[Excerpts from a detection dataset]
***

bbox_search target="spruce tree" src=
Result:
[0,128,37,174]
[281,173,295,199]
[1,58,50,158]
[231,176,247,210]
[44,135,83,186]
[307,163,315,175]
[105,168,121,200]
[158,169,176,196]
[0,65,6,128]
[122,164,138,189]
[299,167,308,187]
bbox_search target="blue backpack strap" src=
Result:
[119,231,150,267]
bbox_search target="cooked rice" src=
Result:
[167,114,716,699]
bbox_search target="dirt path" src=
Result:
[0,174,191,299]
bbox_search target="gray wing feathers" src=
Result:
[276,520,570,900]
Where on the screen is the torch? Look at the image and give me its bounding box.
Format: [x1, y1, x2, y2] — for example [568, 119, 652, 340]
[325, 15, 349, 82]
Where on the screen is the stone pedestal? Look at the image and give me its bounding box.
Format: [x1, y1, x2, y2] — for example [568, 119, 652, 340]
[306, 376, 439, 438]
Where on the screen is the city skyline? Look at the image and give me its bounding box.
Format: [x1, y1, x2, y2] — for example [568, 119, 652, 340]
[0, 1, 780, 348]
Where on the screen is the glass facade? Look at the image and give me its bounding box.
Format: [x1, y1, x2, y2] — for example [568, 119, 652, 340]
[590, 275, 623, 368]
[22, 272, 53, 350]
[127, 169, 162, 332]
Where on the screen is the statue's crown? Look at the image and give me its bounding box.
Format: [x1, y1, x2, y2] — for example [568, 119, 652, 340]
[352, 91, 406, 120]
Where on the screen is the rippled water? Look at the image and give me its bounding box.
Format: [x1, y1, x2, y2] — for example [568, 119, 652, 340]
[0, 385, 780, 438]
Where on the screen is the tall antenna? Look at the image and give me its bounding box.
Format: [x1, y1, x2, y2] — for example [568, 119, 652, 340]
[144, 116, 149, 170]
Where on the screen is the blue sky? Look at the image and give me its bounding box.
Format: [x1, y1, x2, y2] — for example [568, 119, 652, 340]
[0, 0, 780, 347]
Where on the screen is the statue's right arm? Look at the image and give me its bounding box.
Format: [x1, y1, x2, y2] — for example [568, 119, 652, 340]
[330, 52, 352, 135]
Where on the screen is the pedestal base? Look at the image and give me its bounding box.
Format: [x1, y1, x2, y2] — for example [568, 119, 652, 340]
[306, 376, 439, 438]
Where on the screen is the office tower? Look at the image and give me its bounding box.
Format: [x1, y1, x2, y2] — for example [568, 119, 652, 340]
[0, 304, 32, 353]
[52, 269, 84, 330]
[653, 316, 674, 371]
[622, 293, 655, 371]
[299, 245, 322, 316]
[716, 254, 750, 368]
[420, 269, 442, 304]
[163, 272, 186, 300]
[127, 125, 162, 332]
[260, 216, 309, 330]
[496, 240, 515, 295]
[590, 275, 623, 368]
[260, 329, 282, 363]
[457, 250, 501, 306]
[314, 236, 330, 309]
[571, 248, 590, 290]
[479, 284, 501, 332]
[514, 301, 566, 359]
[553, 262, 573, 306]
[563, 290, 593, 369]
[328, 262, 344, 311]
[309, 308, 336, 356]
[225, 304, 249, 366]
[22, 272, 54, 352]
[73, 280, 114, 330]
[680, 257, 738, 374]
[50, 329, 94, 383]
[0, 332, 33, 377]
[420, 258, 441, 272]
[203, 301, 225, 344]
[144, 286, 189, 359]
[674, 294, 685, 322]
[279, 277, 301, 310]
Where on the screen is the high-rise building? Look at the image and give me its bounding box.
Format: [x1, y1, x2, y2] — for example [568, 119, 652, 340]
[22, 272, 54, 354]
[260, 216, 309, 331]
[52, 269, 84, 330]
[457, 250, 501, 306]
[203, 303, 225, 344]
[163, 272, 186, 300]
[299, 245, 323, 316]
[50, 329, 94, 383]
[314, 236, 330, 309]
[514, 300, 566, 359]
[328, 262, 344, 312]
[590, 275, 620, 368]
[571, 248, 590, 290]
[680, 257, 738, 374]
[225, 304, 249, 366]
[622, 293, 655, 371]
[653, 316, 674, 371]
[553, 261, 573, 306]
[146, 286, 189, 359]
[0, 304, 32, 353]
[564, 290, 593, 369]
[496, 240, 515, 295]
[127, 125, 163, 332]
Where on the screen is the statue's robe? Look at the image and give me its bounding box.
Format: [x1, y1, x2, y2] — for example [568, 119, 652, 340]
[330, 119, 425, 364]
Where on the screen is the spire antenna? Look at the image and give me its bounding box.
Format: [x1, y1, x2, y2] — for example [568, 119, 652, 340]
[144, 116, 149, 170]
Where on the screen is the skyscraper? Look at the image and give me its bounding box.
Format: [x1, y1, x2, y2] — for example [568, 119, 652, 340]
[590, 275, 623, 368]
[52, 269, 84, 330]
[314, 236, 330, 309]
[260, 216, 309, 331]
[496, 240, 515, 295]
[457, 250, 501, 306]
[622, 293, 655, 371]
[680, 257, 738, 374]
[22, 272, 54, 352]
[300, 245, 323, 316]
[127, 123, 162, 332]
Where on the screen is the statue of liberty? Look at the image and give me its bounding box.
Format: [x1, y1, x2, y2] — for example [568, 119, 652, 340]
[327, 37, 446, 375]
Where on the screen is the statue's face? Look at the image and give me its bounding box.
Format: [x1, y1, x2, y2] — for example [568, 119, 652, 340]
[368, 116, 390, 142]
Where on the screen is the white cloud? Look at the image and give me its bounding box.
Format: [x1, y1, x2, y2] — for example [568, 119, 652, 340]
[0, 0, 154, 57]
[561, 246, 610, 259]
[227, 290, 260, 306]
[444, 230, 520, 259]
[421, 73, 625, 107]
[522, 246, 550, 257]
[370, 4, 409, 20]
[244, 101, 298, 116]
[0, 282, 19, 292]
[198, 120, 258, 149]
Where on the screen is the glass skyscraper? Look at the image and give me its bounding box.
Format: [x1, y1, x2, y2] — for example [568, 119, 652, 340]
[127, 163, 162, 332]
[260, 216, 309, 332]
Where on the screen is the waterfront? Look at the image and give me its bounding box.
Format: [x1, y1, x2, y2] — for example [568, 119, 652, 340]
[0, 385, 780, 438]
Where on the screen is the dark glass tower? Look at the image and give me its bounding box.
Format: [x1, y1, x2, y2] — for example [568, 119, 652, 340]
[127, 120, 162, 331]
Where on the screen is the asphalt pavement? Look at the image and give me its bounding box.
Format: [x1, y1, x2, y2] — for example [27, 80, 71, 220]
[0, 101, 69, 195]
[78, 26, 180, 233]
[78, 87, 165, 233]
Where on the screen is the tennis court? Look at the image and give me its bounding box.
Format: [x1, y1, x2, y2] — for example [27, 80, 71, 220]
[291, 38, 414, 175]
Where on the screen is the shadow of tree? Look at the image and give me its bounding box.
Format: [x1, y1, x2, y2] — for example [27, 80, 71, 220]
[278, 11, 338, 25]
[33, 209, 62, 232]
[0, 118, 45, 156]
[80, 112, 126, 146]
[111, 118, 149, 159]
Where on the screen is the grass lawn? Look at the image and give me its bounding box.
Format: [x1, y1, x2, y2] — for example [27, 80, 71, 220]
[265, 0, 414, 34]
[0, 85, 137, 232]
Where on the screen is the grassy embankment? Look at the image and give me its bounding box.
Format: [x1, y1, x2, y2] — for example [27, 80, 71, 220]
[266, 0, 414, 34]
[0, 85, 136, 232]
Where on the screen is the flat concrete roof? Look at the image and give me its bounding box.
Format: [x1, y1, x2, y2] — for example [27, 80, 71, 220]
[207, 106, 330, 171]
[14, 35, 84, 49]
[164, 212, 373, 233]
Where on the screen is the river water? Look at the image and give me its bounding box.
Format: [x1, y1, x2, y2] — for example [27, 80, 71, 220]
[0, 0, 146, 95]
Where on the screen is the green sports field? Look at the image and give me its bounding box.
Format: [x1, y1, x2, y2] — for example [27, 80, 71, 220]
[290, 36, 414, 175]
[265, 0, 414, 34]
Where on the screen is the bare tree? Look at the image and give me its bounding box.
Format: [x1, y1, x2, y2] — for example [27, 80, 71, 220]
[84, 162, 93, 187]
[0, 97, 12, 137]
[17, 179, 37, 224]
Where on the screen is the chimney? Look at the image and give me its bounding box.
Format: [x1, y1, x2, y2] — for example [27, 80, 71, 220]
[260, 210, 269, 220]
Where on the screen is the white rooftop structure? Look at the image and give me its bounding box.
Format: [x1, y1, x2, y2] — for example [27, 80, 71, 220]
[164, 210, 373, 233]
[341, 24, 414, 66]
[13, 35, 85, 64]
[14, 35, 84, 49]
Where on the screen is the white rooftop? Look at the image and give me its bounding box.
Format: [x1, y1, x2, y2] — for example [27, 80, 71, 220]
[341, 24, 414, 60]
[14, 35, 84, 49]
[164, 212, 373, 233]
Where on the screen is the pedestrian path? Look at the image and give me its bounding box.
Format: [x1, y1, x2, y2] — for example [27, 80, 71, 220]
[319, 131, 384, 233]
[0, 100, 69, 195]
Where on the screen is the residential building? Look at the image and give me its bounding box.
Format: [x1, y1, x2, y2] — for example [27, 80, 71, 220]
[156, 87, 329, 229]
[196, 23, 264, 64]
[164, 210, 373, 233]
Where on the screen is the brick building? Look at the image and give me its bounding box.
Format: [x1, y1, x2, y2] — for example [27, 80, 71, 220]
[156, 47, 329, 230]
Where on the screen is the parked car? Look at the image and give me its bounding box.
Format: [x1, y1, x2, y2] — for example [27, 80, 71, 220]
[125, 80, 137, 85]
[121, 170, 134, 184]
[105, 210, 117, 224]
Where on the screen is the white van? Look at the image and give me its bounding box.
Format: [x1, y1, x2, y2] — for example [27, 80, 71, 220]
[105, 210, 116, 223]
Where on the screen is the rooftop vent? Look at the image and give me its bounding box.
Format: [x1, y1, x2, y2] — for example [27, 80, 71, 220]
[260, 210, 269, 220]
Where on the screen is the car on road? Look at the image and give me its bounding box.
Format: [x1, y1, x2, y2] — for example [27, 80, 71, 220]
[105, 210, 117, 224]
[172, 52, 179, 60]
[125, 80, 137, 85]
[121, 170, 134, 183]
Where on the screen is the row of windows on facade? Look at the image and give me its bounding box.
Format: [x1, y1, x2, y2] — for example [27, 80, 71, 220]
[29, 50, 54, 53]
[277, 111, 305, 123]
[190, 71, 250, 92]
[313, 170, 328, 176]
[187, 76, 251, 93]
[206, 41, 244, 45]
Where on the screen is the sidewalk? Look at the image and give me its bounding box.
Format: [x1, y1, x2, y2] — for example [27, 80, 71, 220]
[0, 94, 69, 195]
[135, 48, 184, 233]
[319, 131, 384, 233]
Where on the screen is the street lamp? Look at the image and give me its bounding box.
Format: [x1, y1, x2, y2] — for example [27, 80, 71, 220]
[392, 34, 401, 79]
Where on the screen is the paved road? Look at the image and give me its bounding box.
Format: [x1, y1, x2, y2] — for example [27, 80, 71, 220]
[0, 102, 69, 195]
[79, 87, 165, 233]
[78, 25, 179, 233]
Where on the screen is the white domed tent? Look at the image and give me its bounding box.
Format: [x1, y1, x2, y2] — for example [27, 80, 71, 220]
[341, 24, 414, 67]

***

*PROBLEM DETAILS:* Put the lines from the one containing "Where on the screen is the sidewalk?" through the end of the items above, both ends included, into a JSON list of strings with one string per line, leaving out blank lines.

*SOLUTION:*
[
  "Where on the screen is the sidewalk? Look at the image and give me its bounding box.",
  "Format: [x1, y1, x2, y2] — for example [27, 80, 71, 220]",
  "[0, 94, 69, 195]",
  "[135, 48, 184, 233]",
  "[319, 131, 384, 233]",
  "Where on the screen is the street lamp? Look at the image and give me its bounding box.",
  "Format: [x1, y1, x2, y2] — for example [27, 80, 71, 220]",
  "[392, 34, 401, 79]",
  "Where on the screen is the paved road? Look at the image and give me its bounding box.",
  "Format: [x1, y1, x2, y2] — for example [27, 80, 71, 220]",
  "[0, 102, 69, 195]",
  "[79, 87, 165, 233]",
  "[78, 25, 179, 233]",
  "Where on the screen is the white domed tent? Look at the image and give me its bounding box.",
  "Format: [x1, y1, x2, y2] — for example [27, 80, 71, 220]",
  "[341, 24, 414, 67]"
]